Exercise:
Leave out the pictures and set down the rest of the listing below word for word.

Excerpted data:
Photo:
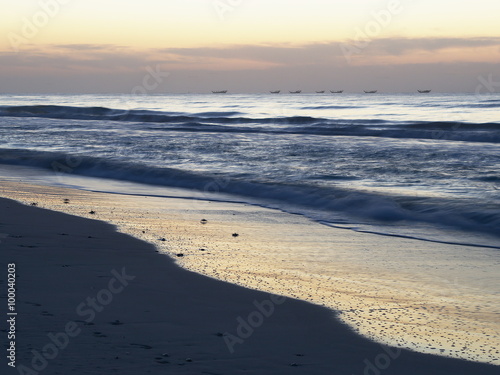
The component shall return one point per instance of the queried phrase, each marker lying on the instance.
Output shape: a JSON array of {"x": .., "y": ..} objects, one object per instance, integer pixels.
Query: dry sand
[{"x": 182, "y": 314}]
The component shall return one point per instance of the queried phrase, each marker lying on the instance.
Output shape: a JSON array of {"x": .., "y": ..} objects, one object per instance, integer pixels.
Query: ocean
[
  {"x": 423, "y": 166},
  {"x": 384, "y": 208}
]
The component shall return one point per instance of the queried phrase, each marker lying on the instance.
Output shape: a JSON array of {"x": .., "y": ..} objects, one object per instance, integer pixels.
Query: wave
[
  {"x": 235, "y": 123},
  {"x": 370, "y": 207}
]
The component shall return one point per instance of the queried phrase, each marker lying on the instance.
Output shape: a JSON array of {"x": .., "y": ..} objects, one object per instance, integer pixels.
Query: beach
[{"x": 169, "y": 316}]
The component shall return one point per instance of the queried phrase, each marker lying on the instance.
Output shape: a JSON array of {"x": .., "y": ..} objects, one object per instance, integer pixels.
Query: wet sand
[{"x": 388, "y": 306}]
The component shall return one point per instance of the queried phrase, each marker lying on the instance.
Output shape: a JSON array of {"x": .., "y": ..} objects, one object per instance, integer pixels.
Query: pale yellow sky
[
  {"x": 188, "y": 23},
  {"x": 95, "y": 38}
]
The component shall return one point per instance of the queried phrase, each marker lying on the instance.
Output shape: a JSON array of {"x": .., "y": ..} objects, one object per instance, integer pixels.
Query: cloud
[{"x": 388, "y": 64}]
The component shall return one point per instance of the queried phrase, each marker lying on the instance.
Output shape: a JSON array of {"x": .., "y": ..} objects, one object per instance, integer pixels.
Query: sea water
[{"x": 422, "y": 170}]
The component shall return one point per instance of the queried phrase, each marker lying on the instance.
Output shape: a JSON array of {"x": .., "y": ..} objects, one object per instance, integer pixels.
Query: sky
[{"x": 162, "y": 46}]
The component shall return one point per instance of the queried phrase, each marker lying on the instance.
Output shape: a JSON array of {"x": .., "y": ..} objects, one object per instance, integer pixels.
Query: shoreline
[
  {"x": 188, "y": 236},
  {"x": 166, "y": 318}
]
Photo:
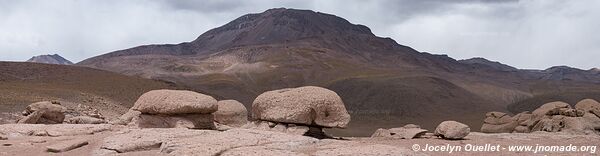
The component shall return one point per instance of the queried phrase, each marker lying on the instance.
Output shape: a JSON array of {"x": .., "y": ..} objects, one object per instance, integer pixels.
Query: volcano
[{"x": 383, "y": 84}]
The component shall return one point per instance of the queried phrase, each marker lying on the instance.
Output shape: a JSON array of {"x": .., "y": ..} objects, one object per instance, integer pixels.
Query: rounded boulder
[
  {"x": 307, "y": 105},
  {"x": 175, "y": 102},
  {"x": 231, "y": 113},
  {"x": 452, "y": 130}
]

Written answer:
Photo:
The component shall return one point per instance of the queried phrase, each marker lying on the instance.
Output shape: a JSON array of {"x": .., "y": ..} objects, one object per instance, integer pixels.
Query: dry sand
[{"x": 182, "y": 314}]
The component shall return one point per instance of the queried phrase, each marker lying on the instance.
Output shape: a JSON array of {"x": .., "y": ..} objects, one object per instance, integer pixels.
Query: ocean
[
  {"x": 423, "y": 166},
  {"x": 384, "y": 208}
]
The component shall return one point per instance of the queried phrase, each marker lying on the instance.
Output shape: a JSON array of {"x": .., "y": ..} objects, one object per instance, integer pixels.
Query: wave
[
  {"x": 235, "y": 123},
  {"x": 370, "y": 207}
]
The component shall return one point per instance of the queried phrase, each marker lying on the instance.
Output shape: a JSON array of {"x": .., "y": ..} objects, one object per instance, integer pixels.
Query: beach
[{"x": 169, "y": 316}]
The component shall return one point per instance of the queried phrase, each marker lying on the instance.
Output shape: a JSON array of {"x": .., "y": ..} objects, one object per instance, integer pixels.
Query: wet sand
[{"x": 388, "y": 306}]
The component shall return one point per instance of the queried phrase, each marker lying on the instance.
Output shape: a JSON array of {"x": .., "y": ..} objects, one object per instance, integer pixels.
Query: pale yellow sky
[
  {"x": 188, "y": 23},
  {"x": 95, "y": 38}
]
The component shall return one point per instance of the queried phrase, each marker lying on the instance.
Output shape: a JSON array of {"x": .., "y": ..} objects, one object per instance, integer pixels.
Query: cloud
[{"x": 388, "y": 64}]
The component shall return one point per instance of the queried phrase, each marker lying on the instance.
Output shape: a JSON array of {"x": .., "y": ..} objects, one object per instance, integer pixels.
Query: sea water
[{"x": 422, "y": 170}]
The component shall return one point per instance of the queried phrase, each marker lying on the instance.
Output shape: a JSON array of {"x": .., "y": ..} objects, one object per instance, integer pixels.
Query: sky
[{"x": 162, "y": 46}]
The component shall return one point per instance of the queried phrase, each marker lying on the instance.
Output shape: a JSON array of {"x": .., "y": ..} objects, one object per instance, integer pixels.
Query: shoreline
[
  {"x": 188, "y": 236},
  {"x": 166, "y": 318}
]
Photo:
The component shall return one point per instance of the queried phrase, each marker lying on the instance.
Output shape: a JSON array of {"x": .., "y": ..} objects, one object per instance, integer pixels.
Query: volcano
[{"x": 383, "y": 84}]
The component shall return one point per instance of the queried phrase, each marker lying on the instance.
Output shape: a JSON array of {"x": .., "y": ..} objects, one object per instance, integer pixels.
Query: rounded boulder
[
  {"x": 307, "y": 105},
  {"x": 175, "y": 102},
  {"x": 231, "y": 113},
  {"x": 452, "y": 130}
]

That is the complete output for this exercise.